--- BEGIN PROVIDED RECORDS ---
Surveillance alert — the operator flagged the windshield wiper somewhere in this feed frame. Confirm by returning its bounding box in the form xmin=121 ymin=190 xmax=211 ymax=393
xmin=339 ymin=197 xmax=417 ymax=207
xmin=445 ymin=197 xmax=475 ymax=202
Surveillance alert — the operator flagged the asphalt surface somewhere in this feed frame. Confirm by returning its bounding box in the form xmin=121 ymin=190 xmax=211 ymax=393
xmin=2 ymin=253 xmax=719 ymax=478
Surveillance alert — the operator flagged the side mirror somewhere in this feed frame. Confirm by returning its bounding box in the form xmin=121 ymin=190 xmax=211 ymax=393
--- END PROVIDED RECORDS ---
EXERCISE PROMPT »
Write out all the lines above again, word for word, without changing anything.

CORRECT ANSWER »
Surveillance alert — the operator flagged the windshield wiper somewhere in this feed frame. Confirm by returning its bounding box in the form xmin=121 ymin=190 xmax=211 ymax=393
xmin=339 ymin=197 xmax=417 ymax=207
xmin=445 ymin=197 xmax=475 ymax=202
Surveillance alert — the operator flagged the asphalt surface somewhere in this feed frame. Confirm by returning its bounding box in the form xmin=121 ymin=190 xmax=211 ymax=393
xmin=2 ymin=253 xmax=719 ymax=478
Surveillance alert — the operator flagged the side mirror somewhere in this feed frame. Confirm by returning its bounding box in the form xmin=121 ymin=190 xmax=211 ymax=393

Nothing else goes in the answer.